Short exercise –
Pick out every line in the records that contains the word "statue", and copy each of those lines in full. Match case exactly.
## begin
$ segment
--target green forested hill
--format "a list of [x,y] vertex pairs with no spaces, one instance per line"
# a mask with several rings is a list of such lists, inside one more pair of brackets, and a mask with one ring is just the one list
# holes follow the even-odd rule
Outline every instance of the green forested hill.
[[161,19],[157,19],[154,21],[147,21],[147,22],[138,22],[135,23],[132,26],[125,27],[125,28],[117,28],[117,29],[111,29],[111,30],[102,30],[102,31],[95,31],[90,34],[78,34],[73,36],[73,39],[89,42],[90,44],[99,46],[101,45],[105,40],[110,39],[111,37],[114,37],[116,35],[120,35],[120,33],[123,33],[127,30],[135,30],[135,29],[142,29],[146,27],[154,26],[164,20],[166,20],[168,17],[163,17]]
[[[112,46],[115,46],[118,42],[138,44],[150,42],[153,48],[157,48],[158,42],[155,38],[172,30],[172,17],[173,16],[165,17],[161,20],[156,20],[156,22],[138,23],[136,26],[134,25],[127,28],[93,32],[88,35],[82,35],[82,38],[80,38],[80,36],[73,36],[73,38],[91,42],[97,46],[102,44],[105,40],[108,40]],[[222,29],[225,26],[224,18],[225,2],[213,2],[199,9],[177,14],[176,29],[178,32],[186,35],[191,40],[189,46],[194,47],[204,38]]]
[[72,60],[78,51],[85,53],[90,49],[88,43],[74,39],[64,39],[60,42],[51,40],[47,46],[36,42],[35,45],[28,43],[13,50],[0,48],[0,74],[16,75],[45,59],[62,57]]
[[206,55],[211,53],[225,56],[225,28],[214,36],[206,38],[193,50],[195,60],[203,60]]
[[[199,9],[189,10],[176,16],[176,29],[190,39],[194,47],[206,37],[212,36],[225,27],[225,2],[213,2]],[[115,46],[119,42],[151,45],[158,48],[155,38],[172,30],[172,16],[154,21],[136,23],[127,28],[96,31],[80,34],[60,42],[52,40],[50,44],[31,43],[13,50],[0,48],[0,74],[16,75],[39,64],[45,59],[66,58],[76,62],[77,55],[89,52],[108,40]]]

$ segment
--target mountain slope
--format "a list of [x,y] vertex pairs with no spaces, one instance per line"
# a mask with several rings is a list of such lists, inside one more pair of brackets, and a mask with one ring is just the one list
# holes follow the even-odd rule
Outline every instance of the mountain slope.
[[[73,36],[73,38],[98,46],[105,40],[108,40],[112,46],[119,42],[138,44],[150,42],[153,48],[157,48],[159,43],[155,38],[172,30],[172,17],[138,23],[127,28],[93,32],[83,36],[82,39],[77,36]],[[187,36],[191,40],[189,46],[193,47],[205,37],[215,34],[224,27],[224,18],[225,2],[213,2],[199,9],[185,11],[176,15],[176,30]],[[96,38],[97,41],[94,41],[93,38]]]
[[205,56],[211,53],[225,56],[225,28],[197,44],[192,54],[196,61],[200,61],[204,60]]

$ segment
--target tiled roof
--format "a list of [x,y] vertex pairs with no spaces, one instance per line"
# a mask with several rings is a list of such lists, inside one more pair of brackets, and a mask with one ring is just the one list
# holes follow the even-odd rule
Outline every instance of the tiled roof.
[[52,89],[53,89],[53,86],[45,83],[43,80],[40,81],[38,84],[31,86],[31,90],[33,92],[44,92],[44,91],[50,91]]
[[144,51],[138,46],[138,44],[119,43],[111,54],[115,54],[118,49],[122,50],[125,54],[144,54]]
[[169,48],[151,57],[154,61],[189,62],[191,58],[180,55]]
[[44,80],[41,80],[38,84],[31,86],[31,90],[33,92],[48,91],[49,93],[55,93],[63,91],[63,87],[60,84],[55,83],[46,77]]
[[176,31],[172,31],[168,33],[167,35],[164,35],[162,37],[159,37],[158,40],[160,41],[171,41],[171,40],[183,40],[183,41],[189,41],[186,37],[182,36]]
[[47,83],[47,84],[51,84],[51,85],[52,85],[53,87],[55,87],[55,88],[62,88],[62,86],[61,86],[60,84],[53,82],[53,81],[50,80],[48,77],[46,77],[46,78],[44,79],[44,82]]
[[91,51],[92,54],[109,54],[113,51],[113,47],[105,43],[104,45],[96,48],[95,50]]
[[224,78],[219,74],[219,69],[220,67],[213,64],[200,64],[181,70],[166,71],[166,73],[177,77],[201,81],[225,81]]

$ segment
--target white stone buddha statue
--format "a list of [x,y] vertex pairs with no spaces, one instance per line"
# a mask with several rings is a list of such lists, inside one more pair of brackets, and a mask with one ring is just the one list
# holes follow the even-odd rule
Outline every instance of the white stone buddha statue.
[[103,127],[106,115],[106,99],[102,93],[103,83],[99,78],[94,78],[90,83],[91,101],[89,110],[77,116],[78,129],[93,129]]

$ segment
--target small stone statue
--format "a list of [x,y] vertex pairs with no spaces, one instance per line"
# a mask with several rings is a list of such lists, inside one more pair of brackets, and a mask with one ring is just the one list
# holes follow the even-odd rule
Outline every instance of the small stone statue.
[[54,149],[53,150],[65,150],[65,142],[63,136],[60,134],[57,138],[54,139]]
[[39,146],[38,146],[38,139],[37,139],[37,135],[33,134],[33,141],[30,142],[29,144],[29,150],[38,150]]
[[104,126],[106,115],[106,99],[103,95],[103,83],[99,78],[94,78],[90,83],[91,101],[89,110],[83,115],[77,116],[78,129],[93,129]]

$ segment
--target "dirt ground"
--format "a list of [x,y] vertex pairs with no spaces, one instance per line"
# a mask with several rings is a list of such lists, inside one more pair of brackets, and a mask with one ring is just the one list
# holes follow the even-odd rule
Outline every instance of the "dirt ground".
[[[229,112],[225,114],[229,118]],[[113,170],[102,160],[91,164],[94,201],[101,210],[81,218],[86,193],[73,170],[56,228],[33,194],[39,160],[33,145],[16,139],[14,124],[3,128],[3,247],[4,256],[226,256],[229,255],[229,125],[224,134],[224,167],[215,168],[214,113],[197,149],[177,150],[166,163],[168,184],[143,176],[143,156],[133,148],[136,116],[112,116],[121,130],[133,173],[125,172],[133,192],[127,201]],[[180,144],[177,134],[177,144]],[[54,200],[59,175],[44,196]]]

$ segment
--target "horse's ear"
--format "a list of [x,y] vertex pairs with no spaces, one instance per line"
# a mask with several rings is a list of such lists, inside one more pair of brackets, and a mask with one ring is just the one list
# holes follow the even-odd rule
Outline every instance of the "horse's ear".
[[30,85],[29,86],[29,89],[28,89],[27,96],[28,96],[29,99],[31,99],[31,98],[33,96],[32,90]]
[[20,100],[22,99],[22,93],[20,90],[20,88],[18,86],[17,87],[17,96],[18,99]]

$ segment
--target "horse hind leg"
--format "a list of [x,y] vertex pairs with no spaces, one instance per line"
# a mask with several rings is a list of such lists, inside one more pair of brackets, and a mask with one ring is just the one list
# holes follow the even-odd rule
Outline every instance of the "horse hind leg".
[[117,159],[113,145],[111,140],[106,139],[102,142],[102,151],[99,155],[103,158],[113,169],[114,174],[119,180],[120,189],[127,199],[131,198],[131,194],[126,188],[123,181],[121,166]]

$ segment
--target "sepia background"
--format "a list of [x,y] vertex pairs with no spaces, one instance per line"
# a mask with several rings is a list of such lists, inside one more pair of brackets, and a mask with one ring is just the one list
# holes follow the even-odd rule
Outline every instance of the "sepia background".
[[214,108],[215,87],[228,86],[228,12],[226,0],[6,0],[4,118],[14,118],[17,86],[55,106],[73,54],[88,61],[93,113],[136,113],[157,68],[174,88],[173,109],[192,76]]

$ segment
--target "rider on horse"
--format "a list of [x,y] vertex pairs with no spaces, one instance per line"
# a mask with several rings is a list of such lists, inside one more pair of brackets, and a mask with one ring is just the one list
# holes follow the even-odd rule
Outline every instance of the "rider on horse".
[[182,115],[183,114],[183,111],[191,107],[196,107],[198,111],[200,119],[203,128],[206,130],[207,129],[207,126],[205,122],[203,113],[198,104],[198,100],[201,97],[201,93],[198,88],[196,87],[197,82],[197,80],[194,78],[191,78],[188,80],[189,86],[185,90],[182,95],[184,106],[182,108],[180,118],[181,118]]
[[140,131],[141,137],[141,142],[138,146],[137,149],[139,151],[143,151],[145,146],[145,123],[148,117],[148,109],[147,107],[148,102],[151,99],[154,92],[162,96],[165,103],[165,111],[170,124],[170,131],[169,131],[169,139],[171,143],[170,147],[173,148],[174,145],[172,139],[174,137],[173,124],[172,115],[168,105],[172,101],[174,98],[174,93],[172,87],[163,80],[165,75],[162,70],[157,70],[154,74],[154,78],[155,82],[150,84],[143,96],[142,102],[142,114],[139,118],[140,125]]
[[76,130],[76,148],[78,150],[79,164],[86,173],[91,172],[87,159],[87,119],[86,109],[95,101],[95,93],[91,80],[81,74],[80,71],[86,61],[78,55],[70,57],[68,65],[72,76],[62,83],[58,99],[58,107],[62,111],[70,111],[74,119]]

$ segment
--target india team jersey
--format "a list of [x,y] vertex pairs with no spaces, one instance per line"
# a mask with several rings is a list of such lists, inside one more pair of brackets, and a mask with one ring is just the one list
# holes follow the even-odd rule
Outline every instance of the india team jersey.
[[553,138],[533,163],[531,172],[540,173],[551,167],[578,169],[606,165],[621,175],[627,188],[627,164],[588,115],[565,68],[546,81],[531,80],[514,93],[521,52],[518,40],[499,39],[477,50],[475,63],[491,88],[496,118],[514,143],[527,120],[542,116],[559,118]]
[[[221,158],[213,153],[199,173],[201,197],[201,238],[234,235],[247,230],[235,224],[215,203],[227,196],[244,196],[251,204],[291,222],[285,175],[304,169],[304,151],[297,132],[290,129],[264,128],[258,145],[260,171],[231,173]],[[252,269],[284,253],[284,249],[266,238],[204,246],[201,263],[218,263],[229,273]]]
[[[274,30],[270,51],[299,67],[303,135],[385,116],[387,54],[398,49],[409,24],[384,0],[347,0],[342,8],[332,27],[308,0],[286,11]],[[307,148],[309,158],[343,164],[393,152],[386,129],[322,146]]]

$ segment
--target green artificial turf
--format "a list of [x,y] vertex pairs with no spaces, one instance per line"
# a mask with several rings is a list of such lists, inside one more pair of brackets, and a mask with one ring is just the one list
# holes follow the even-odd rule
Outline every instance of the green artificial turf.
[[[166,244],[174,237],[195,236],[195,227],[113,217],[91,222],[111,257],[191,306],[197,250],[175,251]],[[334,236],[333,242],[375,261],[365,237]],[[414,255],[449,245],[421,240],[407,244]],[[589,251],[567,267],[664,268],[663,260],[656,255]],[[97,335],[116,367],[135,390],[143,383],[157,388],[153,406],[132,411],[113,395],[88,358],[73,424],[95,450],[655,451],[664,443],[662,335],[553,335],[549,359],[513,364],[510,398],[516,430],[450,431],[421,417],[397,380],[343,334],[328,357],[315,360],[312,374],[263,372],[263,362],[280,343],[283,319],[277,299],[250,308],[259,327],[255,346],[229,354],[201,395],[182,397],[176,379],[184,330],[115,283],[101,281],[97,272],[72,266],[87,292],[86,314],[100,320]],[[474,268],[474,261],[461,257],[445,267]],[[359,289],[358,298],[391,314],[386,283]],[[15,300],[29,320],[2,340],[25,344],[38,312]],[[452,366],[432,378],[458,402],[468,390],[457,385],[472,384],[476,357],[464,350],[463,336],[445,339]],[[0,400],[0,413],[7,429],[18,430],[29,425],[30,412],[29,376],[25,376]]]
## end
Response to the task –
--target white stone buddha statue
Outline every instance of the white stone buddha statue.
--target small stone statue
Outline every instance of the small stone statue.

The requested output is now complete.